## EXERCISE
Rewrite every line of the listing below as a JSON list of strings, one string per line, leaving out blank lines.

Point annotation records
______

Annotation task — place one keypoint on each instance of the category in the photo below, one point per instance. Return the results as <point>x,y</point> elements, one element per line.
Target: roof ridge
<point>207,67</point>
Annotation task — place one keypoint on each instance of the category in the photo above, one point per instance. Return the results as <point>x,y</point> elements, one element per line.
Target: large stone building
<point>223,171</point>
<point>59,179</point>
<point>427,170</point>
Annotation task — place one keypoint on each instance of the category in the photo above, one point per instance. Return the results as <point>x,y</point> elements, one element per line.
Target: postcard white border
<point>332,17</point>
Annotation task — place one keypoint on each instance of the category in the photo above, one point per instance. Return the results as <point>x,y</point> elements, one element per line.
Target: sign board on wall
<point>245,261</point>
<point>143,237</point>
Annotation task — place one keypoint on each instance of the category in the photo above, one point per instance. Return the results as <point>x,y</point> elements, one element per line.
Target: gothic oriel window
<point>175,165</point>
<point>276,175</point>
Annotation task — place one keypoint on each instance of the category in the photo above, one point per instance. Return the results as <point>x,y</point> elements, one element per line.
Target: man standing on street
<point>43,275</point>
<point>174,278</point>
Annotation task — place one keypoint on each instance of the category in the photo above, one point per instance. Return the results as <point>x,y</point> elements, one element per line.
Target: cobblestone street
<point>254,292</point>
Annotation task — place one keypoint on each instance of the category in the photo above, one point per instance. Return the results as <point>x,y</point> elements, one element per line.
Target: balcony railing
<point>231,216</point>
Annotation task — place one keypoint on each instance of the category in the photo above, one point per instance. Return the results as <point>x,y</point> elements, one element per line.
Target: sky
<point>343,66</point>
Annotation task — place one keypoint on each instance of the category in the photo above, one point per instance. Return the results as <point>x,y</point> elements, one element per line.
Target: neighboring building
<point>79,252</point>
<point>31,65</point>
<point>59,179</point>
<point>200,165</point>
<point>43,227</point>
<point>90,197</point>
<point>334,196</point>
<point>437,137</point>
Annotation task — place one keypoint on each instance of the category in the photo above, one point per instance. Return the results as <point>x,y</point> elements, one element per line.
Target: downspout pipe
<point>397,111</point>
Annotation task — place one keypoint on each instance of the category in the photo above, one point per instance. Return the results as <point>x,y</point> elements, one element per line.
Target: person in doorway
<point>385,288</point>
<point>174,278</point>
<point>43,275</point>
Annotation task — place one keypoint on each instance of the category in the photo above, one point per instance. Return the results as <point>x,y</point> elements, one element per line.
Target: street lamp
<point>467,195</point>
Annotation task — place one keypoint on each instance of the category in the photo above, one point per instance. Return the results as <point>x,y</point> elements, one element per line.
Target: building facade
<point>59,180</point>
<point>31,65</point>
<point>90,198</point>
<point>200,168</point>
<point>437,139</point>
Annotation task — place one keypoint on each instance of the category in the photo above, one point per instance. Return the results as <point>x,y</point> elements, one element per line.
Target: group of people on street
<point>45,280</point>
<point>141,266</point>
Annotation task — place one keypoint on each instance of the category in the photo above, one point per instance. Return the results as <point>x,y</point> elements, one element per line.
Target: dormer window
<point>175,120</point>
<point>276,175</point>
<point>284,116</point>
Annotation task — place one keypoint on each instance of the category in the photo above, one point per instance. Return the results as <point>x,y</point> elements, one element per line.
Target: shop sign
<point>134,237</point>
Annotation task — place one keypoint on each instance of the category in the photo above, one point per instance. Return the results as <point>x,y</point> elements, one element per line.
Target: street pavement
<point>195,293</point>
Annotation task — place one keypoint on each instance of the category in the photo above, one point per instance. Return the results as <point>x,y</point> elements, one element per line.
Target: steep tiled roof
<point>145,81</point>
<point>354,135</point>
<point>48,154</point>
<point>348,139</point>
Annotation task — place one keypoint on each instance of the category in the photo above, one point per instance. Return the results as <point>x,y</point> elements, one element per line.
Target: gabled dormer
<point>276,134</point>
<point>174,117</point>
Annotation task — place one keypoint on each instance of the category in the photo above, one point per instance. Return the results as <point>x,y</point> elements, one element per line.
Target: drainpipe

______

## SOLUTION TO THE PROBLEM
[
  "Annotation task — place one keypoint on each instance of the category in the photo below, one point per instance. Return the results as <point>x,y</point> elements, one element per line.",
  "Target: roof ridge",
  "<point>207,67</point>",
  "Annotation task — place one keypoint on each instance of the category in the photo above, one point per instance. Return the results as <point>x,y</point> elements, one element per line.",
  "Target: large stone building",
  "<point>223,171</point>",
  "<point>59,179</point>",
  "<point>427,170</point>",
  "Annotation task — place one keypoint on each instance of the category in the photo above, one point per instance. Return the results as <point>x,y</point> elements, one element per line.",
  "Target: postcard white border",
  "<point>332,17</point>",
  "Annotation task — place one keypoint on each instance of the category in the photo above, one point per instance. Return the results as <point>x,y</point> elements, one element per line.",
  "Target: sign board on wall",
  "<point>245,261</point>",
  "<point>143,237</point>",
  "Annotation task — place one keypoint on each instance of the category in the photo above, one point per instance. Return the results as <point>x,y</point> elements, one element per line.",
  "Target: gothic oriel window",
  "<point>175,165</point>",
  "<point>276,175</point>",
  "Annotation task — place one keypoint on each instance of the category in the photo above, one point per instance. Return the results as <point>x,y</point> elements, one element per line.",
  "Target: man standing on street",
  "<point>43,275</point>",
  "<point>174,278</point>",
  "Annotation task — place one keypoint on each instance of the category in the photo above, one point per instance. Return the results as <point>x,y</point> elements, one element per line.",
  "Target: cobblestone street",
  "<point>254,292</point>",
  "Annotation task — place one keypoint on each instance of the category in the photo above, one point per instance. Return the results as <point>x,y</point> elements, one element per line.",
  "Target: balcony railing",
  "<point>231,216</point>",
  "Annotation task — place one keypoint on each instance of the category in the photo above, one point per instance. Return the results as <point>x,y</point> elements, one element per line.",
  "Target: sky",
  "<point>343,66</point>",
  "Annotation task — place one keypoint on each instance of the category in the photo above, one point per instance. Return the results as <point>x,y</point> elements, one element per line.",
  "Target: neighboring building",
  "<point>79,252</point>",
  "<point>31,65</point>",
  "<point>59,179</point>",
  "<point>200,165</point>",
  "<point>43,227</point>",
  "<point>90,197</point>",
  "<point>334,196</point>",
  "<point>437,137</point>",
  "Annotation task — place one keypoint on each instance of the category in the photo above, one point per instance. Return the results as <point>x,y</point> elements, one element per line.",
  "Target: downspout pipe",
  "<point>397,111</point>",
  "Annotation task — place one keypoint on each instance of the category in the photo above, one point per instance. Return the results as <point>x,y</point> elements, one element per line.",
  "Target: person in doorway",
  "<point>385,288</point>",
  "<point>174,278</point>",
  "<point>43,275</point>",
  "Annotation task — place one keypoint on each instance of the category in the photo above, one point per instance. Return the results as <point>x,y</point> elements, one element per line.",
  "Target: street lamp",
  "<point>467,195</point>",
  "Annotation task — place one keypoint on each instance of the category in the photo above, one point per instance. Return the results as <point>x,y</point> elements, one element per line.",
  "Target: building facade",
  "<point>59,180</point>",
  "<point>31,65</point>",
  "<point>90,198</point>",
  "<point>200,168</point>",
  "<point>437,139</point>",
  "Annotation task — place one keypoint on each instance of the category in the photo above, one point per instance. Return the results as <point>x,y</point> elements, one element per line.",
  "Target: group of people on street",
  "<point>45,280</point>",
  "<point>141,266</point>",
  "Annotation task — place one keypoint on each instance of the category in the photo above, one point per instance. Return the results as <point>x,y</point> elements, one element per line.",
  "Target: dormer window",
  "<point>175,120</point>",
  "<point>276,175</point>",
  "<point>284,116</point>",
  "Annotation task — place one keypoint on each instance of the category in the photo above, one point per instance. Return the results as <point>x,y</point> elements, one element per line.",
  "Target: shop sign",
  "<point>134,237</point>",
  "Annotation task — place one keypoint on each instance of the category in the photo above, one point per instance. Return the results as <point>x,y</point> elements, one element per line.",
  "Target: street pavement",
  "<point>195,293</point>",
  "Annotation task — place one keypoint on each instance of the category in the photo above, one point per instance. Return the results as <point>x,y</point> elements, one element per line.",
  "Target: steep tiled roof",
  "<point>145,81</point>",
  "<point>354,135</point>",
  "<point>48,154</point>",
  "<point>348,139</point>",
  "Annotation task — place one keypoint on each instance of the category in the photo above, one point per instance. Return the results as <point>x,y</point> elements, one element per line.",
  "Target: gabled dormer",
  "<point>276,134</point>",
  "<point>174,117</point>",
  "Annotation task — place one keypoint on each instance of the category in the photo above, one point per instance. Return the results as <point>x,y</point> elements, one element per line.",
  "Target: drainpipe"
]